• **Extract**
* BEGIN *

Tony Wrafter (saxophone) had joined the band in early 1979, and in May 1979 drummer Geoff Alsopp was replaced by Welshman Charlie Llewellin. This line-up had just started to record their debut album in June 1979 at Crescent Studios, Bath with David Lord as engineer. However, due to artistic differences Rob Chapman promptly left the group after the recording of just a couple of run through tracks (including a song about Christine Keeler, former Prime Minister Harold Macmillan and the political scandal known as the Profumo affair).

==Second phase==

Cover of the band's second LP, with the iconic Glaxo Babies image

Following the abrupt departure of Rob Chapman the other four members, supplemented by Tim Aylett (and later Alan Jones), took the band "into a more experimental area, leaning more towards a free-form fusion of jazz and dance rhythms", which resulted in them recording, in one day, the album Nine Months to the Disco. By the time this recording was released in March 1980 and reached No. 8 in the UK Indie Chart, the Gl*xo Babies had disbanded. Initially Tony Wrafter left, then Dan Catsis and Charlie Llewellin, all three of them going on to found Maximum Joy with Janine Rainforth, and John Waddington formerly of The Pop Group (Dan Catsis had also played in The Pop Group during 1979 and 1980 as a replacement for Simon Underwood).
Rob Chapman joined The Transmitters, with whom he recorded one LP, "And We Call That Leisure Time".

* END *

• **Exercises to complete**
1. Retype the band history between "Cover of the" and "for Simon Underwood).", inclusive.
2. According to the band history, which people went on to found Maximum Joy? List all of them.

• **Named region outline records**
* BEGIN *

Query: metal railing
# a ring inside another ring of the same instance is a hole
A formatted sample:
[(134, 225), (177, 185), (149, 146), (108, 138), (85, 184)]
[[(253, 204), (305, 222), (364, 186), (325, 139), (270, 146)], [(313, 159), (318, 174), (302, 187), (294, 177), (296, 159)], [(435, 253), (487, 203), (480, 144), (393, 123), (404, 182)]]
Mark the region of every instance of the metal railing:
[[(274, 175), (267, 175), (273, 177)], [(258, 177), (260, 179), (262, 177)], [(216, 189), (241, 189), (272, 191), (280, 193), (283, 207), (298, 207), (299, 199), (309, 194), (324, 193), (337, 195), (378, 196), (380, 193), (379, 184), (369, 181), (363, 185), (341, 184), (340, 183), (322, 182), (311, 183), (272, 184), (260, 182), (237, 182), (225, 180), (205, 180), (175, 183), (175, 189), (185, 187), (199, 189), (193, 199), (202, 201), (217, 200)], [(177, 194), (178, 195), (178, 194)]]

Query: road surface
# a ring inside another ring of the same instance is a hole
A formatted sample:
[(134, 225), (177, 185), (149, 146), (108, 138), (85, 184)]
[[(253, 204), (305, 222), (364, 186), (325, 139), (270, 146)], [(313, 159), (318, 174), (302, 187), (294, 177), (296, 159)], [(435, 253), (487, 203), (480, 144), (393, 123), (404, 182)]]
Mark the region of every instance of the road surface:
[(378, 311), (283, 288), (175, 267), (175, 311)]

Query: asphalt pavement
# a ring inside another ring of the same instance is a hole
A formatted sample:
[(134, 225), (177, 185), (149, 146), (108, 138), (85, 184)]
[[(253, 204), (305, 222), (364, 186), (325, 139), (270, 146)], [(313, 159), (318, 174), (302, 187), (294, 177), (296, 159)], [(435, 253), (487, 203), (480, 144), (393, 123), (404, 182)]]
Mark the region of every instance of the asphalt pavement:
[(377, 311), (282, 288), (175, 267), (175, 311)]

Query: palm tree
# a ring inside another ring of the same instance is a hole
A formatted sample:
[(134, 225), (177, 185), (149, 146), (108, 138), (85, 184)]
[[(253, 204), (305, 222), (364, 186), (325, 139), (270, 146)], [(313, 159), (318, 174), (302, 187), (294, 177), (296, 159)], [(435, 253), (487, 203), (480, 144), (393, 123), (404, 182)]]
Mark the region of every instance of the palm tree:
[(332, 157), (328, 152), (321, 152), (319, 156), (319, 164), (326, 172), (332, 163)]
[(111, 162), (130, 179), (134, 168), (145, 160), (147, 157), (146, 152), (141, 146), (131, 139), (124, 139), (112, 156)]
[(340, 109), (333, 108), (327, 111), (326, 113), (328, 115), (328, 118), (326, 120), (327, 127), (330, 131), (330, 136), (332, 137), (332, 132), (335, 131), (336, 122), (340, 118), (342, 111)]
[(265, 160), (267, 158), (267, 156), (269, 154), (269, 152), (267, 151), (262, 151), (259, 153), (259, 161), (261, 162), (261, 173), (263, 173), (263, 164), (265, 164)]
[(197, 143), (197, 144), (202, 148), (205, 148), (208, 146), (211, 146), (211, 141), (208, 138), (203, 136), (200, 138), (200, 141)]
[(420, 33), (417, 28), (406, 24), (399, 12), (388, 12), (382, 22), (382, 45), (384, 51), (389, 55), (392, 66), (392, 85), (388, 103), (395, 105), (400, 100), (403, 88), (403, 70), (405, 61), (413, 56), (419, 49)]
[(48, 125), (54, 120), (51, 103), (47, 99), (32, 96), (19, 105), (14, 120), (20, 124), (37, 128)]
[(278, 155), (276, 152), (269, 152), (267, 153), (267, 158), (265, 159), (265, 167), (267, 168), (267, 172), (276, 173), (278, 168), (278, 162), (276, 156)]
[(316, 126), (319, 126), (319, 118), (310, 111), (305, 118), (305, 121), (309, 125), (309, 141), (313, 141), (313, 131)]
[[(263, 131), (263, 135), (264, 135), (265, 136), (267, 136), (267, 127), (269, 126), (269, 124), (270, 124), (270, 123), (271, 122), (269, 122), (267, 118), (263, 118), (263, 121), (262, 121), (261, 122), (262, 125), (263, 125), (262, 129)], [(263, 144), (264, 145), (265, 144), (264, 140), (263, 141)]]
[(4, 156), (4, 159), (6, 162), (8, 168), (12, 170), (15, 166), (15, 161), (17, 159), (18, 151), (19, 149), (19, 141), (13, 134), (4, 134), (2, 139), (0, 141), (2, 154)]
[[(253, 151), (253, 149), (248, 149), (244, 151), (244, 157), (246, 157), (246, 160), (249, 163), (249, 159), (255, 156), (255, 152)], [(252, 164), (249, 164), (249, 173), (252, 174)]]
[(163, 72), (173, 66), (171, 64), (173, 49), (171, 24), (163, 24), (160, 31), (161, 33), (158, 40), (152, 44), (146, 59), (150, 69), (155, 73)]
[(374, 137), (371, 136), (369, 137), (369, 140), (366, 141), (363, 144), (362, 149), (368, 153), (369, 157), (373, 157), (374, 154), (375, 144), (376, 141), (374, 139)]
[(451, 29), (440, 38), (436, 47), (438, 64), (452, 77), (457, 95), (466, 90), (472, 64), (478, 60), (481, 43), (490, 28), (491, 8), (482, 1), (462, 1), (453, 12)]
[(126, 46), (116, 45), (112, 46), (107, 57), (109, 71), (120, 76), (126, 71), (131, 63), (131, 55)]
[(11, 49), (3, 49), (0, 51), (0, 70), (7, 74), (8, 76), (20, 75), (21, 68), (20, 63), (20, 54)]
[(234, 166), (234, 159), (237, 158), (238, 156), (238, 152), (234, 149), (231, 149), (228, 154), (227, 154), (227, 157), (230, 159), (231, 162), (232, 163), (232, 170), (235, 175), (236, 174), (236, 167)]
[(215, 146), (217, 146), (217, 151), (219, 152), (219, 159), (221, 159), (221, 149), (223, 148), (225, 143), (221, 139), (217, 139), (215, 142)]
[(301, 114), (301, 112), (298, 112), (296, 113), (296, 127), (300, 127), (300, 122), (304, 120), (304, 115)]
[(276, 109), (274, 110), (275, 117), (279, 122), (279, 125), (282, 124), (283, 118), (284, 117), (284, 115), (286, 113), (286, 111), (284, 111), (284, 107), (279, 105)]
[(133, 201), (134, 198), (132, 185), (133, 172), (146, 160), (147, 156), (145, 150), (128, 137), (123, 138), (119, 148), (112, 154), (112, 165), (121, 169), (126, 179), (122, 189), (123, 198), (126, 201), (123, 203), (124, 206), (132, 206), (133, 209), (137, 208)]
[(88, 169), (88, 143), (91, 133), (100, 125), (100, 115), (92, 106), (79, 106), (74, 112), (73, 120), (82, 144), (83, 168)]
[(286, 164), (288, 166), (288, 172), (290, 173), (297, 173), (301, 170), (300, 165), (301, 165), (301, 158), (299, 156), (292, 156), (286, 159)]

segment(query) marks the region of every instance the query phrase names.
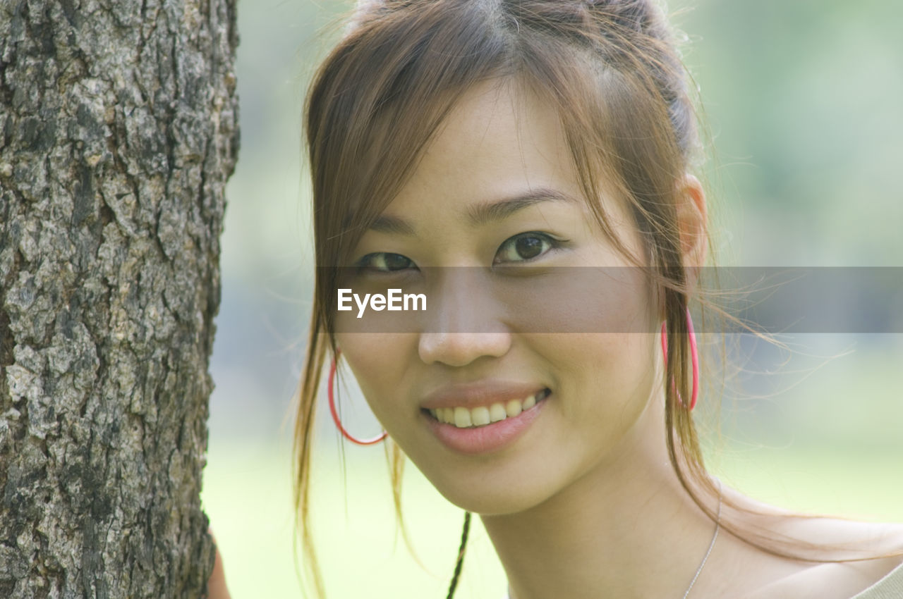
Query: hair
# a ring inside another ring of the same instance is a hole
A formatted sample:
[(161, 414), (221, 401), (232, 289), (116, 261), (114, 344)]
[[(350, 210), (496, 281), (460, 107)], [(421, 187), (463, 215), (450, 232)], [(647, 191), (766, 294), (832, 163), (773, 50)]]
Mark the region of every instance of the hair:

* END *

• **Solutions below**
1.
Cover of the band's second LP, with the iconic Glaxo Babies image

Following the abrupt departure of Rob Chapman the other four members, supplemented by Tim Aylett (and later Alan Jones), took the band "into a more experimental area, leaning more towards a free-form fusion of jazz and dance rhythms", which resulted in them recording, in one day, the album Nine Months to the Disco. By the time this recording was released in March 1980 and reached No. 8 in the UK Indie Chart, the Gl*xo Babies had disbanded. Initially Tony Wrafter left, then Dan Catsis and Charlie Llewellin, all three of them going on to found Maximum Joy with Janine Rainforth, and John Waddington formerly of The Pop Group (Dan Catsis had also played in The Pop Group during 1979 and 1980 as a replacement for Simon Underwood).

2.
Tony Wrafter
Dan Catsis
Charlie Llewellin
Janine Rainforth
John Waddington